Records provided:
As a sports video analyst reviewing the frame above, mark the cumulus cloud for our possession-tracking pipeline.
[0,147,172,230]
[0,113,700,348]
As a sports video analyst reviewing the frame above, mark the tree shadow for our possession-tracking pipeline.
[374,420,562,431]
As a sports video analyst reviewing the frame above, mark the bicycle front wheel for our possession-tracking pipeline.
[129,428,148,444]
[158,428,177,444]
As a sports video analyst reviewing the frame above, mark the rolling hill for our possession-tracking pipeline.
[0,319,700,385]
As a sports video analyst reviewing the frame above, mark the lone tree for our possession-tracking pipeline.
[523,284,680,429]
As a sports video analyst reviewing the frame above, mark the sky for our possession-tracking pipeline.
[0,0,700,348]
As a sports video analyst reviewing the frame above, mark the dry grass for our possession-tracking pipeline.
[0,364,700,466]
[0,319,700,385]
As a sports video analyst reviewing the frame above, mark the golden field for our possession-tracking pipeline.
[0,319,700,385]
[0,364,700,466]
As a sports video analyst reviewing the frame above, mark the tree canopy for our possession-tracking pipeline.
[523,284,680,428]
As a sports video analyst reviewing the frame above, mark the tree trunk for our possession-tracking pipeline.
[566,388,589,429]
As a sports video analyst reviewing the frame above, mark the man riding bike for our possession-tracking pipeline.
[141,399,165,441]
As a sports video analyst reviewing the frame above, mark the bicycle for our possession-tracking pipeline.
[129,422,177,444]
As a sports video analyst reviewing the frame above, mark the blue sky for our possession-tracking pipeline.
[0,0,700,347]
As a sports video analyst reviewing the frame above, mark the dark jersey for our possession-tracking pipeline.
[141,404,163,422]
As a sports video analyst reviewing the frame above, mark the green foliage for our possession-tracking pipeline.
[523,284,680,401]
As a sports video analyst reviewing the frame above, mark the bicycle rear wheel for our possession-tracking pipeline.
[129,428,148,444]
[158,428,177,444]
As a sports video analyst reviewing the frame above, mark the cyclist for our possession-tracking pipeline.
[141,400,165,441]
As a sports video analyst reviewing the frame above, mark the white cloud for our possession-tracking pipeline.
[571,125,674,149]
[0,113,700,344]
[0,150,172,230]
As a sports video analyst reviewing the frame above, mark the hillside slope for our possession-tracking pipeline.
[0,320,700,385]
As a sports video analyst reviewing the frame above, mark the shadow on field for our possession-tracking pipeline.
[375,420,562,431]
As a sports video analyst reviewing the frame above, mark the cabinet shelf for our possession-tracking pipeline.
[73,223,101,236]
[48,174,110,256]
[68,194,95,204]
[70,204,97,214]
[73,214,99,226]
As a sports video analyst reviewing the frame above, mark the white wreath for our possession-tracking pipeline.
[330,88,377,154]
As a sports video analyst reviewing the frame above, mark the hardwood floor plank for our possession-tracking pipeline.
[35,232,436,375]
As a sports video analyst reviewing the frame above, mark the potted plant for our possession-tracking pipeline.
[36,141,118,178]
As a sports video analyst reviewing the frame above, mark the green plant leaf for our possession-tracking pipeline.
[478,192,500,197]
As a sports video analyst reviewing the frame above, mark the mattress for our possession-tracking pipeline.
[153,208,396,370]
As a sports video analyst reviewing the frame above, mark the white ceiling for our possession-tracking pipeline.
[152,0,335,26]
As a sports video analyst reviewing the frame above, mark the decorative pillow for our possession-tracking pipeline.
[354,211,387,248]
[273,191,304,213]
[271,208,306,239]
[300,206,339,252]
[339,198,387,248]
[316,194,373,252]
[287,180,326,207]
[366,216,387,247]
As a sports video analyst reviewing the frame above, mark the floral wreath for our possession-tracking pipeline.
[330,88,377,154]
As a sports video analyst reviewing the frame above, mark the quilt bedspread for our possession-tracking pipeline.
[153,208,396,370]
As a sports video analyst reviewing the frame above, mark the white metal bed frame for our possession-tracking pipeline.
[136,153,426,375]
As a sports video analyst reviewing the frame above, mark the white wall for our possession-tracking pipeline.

Exercise objective:
Rewrite all the records above, replacing "possession-tracking pipeline" with "scene-labeling pipeline" and leaving everything else the same.

Expected answer:
As a sports video analyst reviewing the frame above, mark the cumulus cloud for our scene-labeling pipeline.
[0,147,172,230]
[0,113,700,348]
As a sports video analyst reviewing the frame above, mark the tree shadow for our scene-labeling pipeline.
[374,420,562,431]
As a sports video analyst reviewing the frame above, mark the bicycle front wheel for our scene-labeling pipeline.
[129,428,148,444]
[158,428,177,444]
As a sports video analyst reviewing the frame above, mark the rolling hill for our scene-labeling pipeline.
[0,319,700,385]
As a sports video analyst reviewing the frame above, mark the lone tree for our scene-labeling pipeline.
[523,284,680,429]
As a sports video analyst reviewing the frame above, mark the sky for our scene-labeling pipeline.
[0,0,700,348]
As a sports video analyst reviewing the frame above, mark the dry grass for our scene-labeling pipeline.
[0,364,700,466]
[0,319,700,385]
As a sports video analyst reviewing the frame above, mark the golden field for our scene-labeling pipeline.
[0,319,700,385]
[0,364,700,466]
As a sports video analyst reviewing the frame above, mark the tree canopy for our scene-labeling pipeline.
[523,284,680,428]
As a sports video analyst reviewing the frame above, mark the tree trunk for our scene-labeling pipeline.
[566,388,589,429]
As a sports video analyst reviewing the frame above, mark the man riding bike for our scene-labeling pipeline.
[141,399,165,441]
As a sports video analyst reviewing the frame above, mark the bicycle for our scene-labeling pipeline.
[129,422,177,444]
As a sports video analyst reviewing the frame above, mark the blue sky for our scene-labeling pipeline.
[0,0,700,347]
As a sports video analyst reviewing the frame above, mark the dark jersey for our scene-labeling pipeline.
[141,404,163,422]
As a sports video analyst reviewing the frame above, mark the green foliage for our scene-labeling pipeline.
[523,284,680,401]
As a sports video analyst reviewing the frame above, mark the bicycle rear wheel for our scene-labeling pipeline.
[129,428,148,444]
[158,428,177,444]
As a sports video analyst reviewing the frame above, mark the cyclist for our scene-labeling pipeline.
[141,400,165,441]
As a sports video analyst reviewing the frame above, mark the white cloud for our scene-labeling pipeline.
[571,125,674,149]
[0,113,700,344]
[0,150,172,230]
As a sports video analyst reviewing the frame above, mark the hillside slope for our scene-labeling pipeline.
[0,320,700,385]
As a sports video analyst reviewing the frame above, mark the shadow on field for our scene-labeling pipeline.
[375,420,562,431]
As a sports video analyst reviewing the frame above, mark the cabinet shelf for our scene-labeling pipeline.
[73,223,101,236]
[48,174,110,256]
[68,194,95,204]
[70,204,97,214]
[73,214,99,226]
As a sports video analyst reviewing the frame above, mark the white wreath for our scene-labeling pipeline.
[330,88,377,154]
As a sports video analyst reviewing the frame above, mark the hardwood floor plank for our scene-labeling pipeline.
[35,232,436,375]
As a sports video analyst reviewing the frame above, mark the potted plant for our scene-labeling pipeline.
[36,141,118,178]
As a sports video analyst reviewing the frame above, mark the green plant leaf for our scene-labeling pipeline.
[478,192,500,197]
As a sports video analyst reviewing the frame above, mark the mattress for our scene-labeling pipeline.
[153,208,396,370]
As a sports video analyst reviewing the frame above, mark the white ceiling for our scene-labeling pipeline.
[152,0,335,26]
As a sports video analyst reviewing the frame above, mark the decorative pillow for our scene-labeling pipeline.
[354,211,387,248]
[273,191,304,213]
[271,208,306,239]
[300,206,339,252]
[339,198,387,248]
[316,194,373,252]
[287,180,326,207]
[366,216,387,247]
As a sports video analyst reviewing the frame above, mark the floral wreath for our scene-labeling pipeline.
[330,88,377,154]
As a sports video analyst reviewing the frame above, mark the quilt bedspread for our scene-labeling pipeline.
[153,208,396,370]
As a sports video analyst reviewing the frame above, mark the white metal bed frame for our scene-labeling pipeline.
[136,153,426,375]
As a sports video analyst reviewing the frame above, mark the white wall for our scene-labeling pipeline.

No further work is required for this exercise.